→ Request 1
Answer these from the bread-making post:
(a) From which cookbook does the couple take their Wholemeal Bread recipe?
(b) What tool did Jonno keep mixing with after adding the wet ingredients?
(c) What accent does Jonno like to use, especially when swearing?

Tuesday, August 9, 2011

Bread and Recreation

If bread is the first necessity of life, recreation is a close second.  -Edward Bellamy

Well last night we certainly turned bread-making into some serious recreation!  It started off well enough, with Jonno mixing up the dough like a good husband should.  I was busy making dinner so wasn't able to supervise directly and I'm wondering if that had any effect or if he actually got it all right.  To be fair, we make Wholemeal Bread from the Edmond's Cookbook, and all the recipes are written in paragraph form, with no breaks or delineations between steps, making it super-easy to inadvertently skip something.  Not that I've ever done that, noooo not me!  
The Baker is baking!
Poor husband, he's a little kitchenly-challenged.  He started off well, mixing the dry ingredients with a whisk, aerating as directed.  Then after he incorporated the wet ones, he continued mixing with the whisk, unbeknownst to me.  All of a sudden I hear, "Ugh, shite ya bahstahd!"  (He likes to pull out the Scottish accent every now and then, especially when he's swearing.  It makes life more fun!)  I look over and see him trying to mix everything together with the whisk, and half the batter is stick up in the middle of the wires.  "How are you supposed to mix this stuff?!"  Oh poor boy, he had such a forlorn puppy-dog look on his face, how could I not take pity on him?  It was his first loaf of bread, after all.

→ Stored entries
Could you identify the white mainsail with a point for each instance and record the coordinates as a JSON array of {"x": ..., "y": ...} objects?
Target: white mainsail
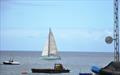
[{"x": 50, "y": 48}]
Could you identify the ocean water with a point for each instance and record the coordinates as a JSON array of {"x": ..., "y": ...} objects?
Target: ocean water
[{"x": 75, "y": 61}]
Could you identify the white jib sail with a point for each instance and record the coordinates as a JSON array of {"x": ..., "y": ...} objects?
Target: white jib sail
[{"x": 50, "y": 47}]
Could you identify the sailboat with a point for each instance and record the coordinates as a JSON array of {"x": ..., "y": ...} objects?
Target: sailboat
[{"x": 50, "y": 51}]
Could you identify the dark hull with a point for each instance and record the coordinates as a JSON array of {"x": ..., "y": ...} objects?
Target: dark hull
[
  {"x": 10, "y": 63},
  {"x": 49, "y": 71}
]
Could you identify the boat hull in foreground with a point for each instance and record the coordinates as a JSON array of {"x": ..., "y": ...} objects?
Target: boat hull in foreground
[{"x": 49, "y": 71}]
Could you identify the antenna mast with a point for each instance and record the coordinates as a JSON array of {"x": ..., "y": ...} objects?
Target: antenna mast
[{"x": 116, "y": 31}]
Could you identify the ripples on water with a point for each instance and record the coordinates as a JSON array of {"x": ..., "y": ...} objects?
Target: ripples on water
[{"x": 75, "y": 61}]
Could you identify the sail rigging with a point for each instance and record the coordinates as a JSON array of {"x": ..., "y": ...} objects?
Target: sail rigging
[{"x": 50, "y": 48}]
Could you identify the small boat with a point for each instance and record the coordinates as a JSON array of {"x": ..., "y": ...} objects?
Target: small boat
[
  {"x": 11, "y": 62},
  {"x": 50, "y": 51},
  {"x": 58, "y": 68}
]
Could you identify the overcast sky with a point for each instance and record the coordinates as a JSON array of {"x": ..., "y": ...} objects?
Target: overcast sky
[{"x": 77, "y": 25}]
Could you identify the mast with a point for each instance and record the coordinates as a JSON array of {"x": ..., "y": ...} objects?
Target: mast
[{"x": 116, "y": 31}]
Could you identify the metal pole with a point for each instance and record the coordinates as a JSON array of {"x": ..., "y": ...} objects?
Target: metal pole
[{"x": 116, "y": 31}]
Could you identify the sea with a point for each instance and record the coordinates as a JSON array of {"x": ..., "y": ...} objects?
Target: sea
[{"x": 76, "y": 62}]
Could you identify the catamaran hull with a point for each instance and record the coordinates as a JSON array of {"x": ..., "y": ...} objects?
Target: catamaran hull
[{"x": 49, "y": 71}]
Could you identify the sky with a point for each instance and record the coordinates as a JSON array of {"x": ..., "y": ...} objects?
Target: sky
[{"x": 77, "y": 25}]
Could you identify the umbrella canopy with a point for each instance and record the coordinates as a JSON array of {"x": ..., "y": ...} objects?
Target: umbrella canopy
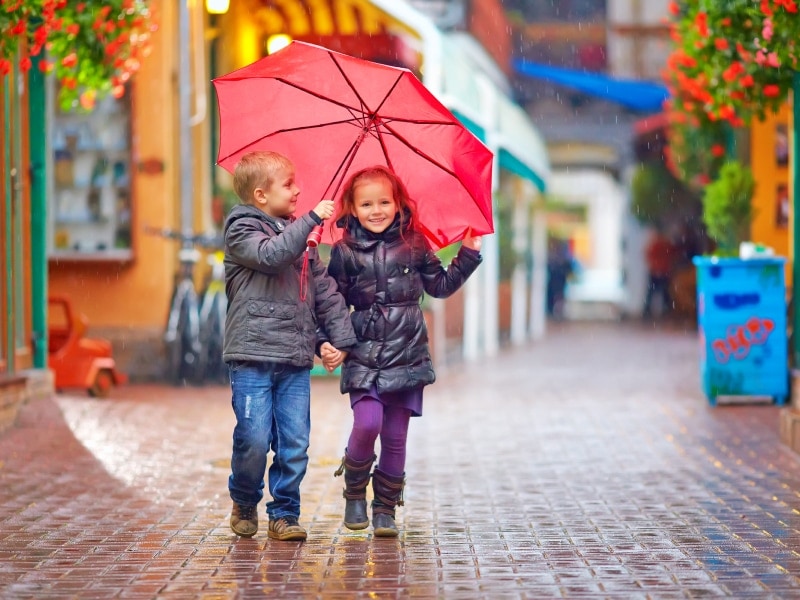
[{"x": 333, "y": 114}]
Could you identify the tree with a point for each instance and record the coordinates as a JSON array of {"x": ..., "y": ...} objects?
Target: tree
[
  {"x": 93, "y": 47},
  {"x": 731, "y": 60}
]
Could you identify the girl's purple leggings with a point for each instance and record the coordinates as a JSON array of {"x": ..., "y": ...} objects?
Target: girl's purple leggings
[{"x": 371, "y": 419}]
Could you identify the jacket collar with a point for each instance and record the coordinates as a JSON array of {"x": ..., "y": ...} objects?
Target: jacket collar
[{"x": 277, "y": 224}]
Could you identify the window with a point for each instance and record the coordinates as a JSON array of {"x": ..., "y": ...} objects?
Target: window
[{"x": 90, "y": 203}]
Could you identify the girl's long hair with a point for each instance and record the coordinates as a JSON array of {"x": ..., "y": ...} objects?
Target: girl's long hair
[{"x": 405, "y": 205}]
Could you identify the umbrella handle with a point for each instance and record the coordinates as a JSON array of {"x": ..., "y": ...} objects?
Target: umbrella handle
[{"x": 314, "y": 237}]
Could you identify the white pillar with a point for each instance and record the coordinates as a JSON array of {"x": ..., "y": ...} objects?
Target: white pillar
[
  {"x": 472, "y": 316},
  {"x": 538, "y": 318},
  {"x": 490, "y": 247},
  {"x": 519, "y": 292}
]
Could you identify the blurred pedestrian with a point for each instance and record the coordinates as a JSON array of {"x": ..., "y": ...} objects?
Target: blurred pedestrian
[
  {"x": 660, "y": 255},
  {"x": 270, "y": 339},
  {"x": 560, "y": 265},
  {"x": 383, "y": 266}
]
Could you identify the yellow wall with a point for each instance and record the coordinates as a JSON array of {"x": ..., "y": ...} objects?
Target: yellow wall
[
  {"x": 769, "y": 175},
  {"x": 137, "y": 294}
]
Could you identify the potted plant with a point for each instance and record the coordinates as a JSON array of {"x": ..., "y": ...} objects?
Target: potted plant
[
  {"x": 741, "y": 302},
  {"x": 728, "y": 208}
]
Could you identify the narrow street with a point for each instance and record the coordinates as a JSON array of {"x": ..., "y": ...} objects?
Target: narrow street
[{"x": 586, "y": 465}]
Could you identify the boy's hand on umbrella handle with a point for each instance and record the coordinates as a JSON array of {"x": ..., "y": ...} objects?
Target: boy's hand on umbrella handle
[
  {"x": 327, "y": 350},
  {"x": 331, "y": 357},
  {"x": 472, "y": 242},
  {"x": 331, "y": 364},
  {"x": 324, "y": 210}
]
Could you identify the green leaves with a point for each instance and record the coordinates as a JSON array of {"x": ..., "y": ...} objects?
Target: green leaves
[
  {"x": 727, "y": 207},
  {"x": 92, "y": 46}
]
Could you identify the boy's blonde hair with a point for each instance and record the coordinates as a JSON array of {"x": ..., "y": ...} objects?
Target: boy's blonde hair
[{"x": 257, "y": 169}]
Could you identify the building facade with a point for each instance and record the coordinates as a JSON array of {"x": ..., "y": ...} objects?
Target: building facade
[{"x": 146, "y": 161}]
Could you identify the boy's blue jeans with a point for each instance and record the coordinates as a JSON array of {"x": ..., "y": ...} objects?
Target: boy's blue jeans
[{"x": 272, "y": 407}]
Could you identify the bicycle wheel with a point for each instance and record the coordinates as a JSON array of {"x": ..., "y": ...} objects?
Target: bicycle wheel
[
  {"x": 212, "y": 334},
  {"x": 182, "y": 337},
  {"x": 189, "y": 327}
]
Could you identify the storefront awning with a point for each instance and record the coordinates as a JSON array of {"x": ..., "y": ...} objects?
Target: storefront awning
[
  {"x": 642, "y": 96},
  {"x": 520, "y": 147},
  {"x": 304, "y": 18}
]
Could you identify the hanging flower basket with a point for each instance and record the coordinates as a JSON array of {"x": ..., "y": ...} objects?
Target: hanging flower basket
[
  {"x": 92, "y": 47},
  {"x": 731, "y": 61}
]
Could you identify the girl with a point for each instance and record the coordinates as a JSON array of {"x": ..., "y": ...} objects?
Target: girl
[{"x": 383, "y": 266}]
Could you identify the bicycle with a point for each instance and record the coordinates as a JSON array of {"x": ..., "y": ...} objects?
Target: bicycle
[
  {"x": 187, "y": 356},
  {"x": 213, "y": 309}
]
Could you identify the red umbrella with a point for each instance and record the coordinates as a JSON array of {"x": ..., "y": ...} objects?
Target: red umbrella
[{"x": 333, "y": 114}]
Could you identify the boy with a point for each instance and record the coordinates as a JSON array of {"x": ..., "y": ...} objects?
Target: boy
[{"x": 270, "y": 336}]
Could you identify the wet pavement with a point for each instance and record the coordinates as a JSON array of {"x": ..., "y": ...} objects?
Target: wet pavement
[{"x": 587, "y": 465}]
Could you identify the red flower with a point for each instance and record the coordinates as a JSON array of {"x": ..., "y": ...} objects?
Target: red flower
[
  {"x": 701, "y": 22},
  {"x": 70, "y": 60},
  {"x": 732, "y": 72}
]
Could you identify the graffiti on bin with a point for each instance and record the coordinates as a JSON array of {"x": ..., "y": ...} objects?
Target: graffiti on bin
[
  {"x": 740, "y": 338},
  {"x": 724, "y": 382},
  {"x": 736, "y": 301}
]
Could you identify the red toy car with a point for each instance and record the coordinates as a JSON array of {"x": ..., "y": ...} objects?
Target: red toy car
[{"x": 76, "y": 361}]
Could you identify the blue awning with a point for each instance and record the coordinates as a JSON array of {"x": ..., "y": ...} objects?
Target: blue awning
[{"x": 642, "y": 96}]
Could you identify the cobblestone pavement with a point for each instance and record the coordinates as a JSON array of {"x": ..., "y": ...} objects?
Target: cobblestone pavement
[{"x": 587, "y": 465}]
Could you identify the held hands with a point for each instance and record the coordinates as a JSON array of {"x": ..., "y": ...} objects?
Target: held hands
[
  {"x": 331, "y": 357},
  {"x": 472, "y": 242},
  {"x": 324, "y": 210}
]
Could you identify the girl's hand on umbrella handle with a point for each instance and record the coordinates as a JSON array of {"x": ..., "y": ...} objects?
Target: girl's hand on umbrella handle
[
  {"x": 324, "y": 209},
  {"x": 472, "y": 242}
]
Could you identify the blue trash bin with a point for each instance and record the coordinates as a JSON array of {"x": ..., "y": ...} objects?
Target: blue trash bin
[{"x": 741, "y": 316}]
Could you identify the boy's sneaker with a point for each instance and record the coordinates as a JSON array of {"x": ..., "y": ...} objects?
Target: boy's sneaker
[
  {"x": 244, "y": 520},
  {"x": 286, "y": 528}
]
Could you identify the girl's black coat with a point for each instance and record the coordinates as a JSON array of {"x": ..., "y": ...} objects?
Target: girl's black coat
[{"x": 383, "y": 277}]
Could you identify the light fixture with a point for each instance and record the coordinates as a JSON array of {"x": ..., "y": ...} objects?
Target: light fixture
[
  {"x": 217, "y": 7},
  {"x": 277, "y": 42}
]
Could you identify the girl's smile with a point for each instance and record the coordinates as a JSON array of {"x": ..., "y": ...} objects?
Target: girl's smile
[{"x": 375, "y": 207}]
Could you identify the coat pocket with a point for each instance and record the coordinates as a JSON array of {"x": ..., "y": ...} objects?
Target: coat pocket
[{"x": 270, "y": 324}]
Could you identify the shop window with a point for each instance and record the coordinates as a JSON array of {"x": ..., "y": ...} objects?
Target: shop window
[{"x": 90, "y": 204}]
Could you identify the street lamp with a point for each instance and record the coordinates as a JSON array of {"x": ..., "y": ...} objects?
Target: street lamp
[
  {"x": 217, "y": 7},
  {"x": 277, "y": 42}
]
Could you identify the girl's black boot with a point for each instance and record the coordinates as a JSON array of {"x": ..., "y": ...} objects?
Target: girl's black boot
[
  {"x": 388, "y": 493},
  {"x": 356, "y": 478}
]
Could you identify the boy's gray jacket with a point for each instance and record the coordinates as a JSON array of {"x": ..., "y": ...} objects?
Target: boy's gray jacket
[{"x": 267, "y": 321}]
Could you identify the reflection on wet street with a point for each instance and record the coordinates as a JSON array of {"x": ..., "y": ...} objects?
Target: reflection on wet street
[{"x": 585, "y": 465}]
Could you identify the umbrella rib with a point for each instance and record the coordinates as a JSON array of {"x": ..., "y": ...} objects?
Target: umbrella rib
[
  {"x": 361, "y": 110},
  {"x": 354, "y": 121},
  {"x": 355, "y": 91},
  {"x": 417, "y": 151}
]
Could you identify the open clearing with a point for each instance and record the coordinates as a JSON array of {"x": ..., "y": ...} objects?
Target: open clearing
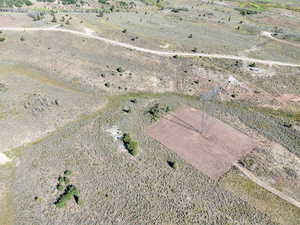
[
  {"x": 212, "y": 151},
  {"x": 76, "y": 84}
]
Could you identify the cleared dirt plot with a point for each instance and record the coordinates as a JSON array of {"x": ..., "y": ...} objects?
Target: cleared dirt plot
[
  {"x": 31, "y": 107},
  {"x": 212, "y": 151}
]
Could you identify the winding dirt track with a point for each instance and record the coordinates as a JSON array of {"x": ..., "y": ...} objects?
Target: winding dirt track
[
  {"x": 154, "y": 52},
  {"x": 184, "y": 54},
  {"x": 267, "y": 186},
  {"x": 269, "y": 35}
]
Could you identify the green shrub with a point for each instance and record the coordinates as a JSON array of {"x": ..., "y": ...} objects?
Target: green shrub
[
  {"x": 70, "y": 192},
  {"x": 173, "y": 164},
  {"x": 60, "y": 187},
  {"x": 27, "y": 2},
  {"x": 130, "y": 145},
  {"x": 66, "y": 180},
  {"x": 61, "y": 180},
  {"x": 67, "y": 172},
  {"x": 292, "y": 173}
]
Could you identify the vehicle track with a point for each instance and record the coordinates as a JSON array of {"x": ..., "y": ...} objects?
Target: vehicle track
[
  {"x": 266, "y": 186},
  {"x": 150, "y": 51},
  {"x": 269, "y": 35}
]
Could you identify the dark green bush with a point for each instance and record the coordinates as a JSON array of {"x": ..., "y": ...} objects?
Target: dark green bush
[
  {"x": 60, "y": 187},
  {"x": 130, "y": 145},
  {"x": 67, "y": 172},
  {"x": 70, "y": 192},
  {"x": 66, "y": 180}
]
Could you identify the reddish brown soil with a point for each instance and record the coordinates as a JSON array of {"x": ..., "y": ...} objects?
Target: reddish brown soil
[{"x": 212, "y": 151}]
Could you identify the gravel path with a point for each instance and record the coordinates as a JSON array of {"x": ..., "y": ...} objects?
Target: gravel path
[
  {"x": 267, "y": 186},
  {"x": 154, "y": 52}
]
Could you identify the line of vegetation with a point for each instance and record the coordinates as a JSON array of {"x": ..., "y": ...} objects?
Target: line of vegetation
[
  {"x": 15, "y": 3},
  {"x": 157, "y": 111}
]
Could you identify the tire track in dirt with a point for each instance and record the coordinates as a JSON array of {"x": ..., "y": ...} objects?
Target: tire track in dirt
[{"x": 150, "y": 51}]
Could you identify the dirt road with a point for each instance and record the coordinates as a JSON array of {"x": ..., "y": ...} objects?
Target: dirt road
[
  {"x": 154, "y": 52},
  {"x": 269, "y": 35},
  {"x": 267, "y": 186}
]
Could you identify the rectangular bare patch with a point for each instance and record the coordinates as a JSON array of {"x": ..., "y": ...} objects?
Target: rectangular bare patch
[{"x": 212, "y": 151}]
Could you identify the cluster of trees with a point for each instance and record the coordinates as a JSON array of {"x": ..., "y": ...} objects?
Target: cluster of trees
[
  {"x": 70, "y": 191},
  {"x": 15, "y": 3}
]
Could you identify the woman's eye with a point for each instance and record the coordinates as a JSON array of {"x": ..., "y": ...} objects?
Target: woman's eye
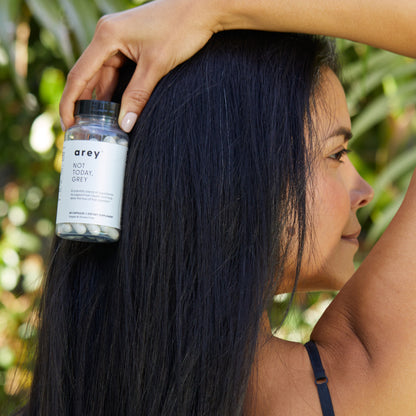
[{"x": 338, "y": 155}]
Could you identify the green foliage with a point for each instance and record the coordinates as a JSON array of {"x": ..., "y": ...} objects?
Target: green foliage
[{"x": 39, "y": 42}]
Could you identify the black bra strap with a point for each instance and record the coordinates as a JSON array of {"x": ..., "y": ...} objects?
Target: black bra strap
[{"x": 321, "y": 379}]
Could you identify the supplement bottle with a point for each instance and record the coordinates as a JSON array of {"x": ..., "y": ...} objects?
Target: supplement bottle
[{"x": 92, "y": 175}]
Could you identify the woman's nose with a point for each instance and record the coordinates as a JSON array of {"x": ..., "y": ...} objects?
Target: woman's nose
[{"x": 361, "y": 194}]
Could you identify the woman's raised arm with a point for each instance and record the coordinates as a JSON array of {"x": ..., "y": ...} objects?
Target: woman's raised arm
[{"x": 162, "y": 34}]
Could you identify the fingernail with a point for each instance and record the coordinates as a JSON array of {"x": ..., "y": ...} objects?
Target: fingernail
[{"x": 128, "y": 122}]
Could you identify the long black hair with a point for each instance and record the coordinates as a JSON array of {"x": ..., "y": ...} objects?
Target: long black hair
[{"x": 166, "y": 321}]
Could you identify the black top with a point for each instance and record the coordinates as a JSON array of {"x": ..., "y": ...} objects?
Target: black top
[{"x": 321, "y": 380}]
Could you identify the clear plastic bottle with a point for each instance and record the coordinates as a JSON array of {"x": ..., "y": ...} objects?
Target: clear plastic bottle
[{"x": 92, "y": 175}]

→ Request 2
Count the lines in the records that contain the string "handle", and reply with the number alone.

→ Written reply 1
(a) The Edmond's Cookbook
(b) A whisk
(c) A Scottish accent

→ Written reply 2
6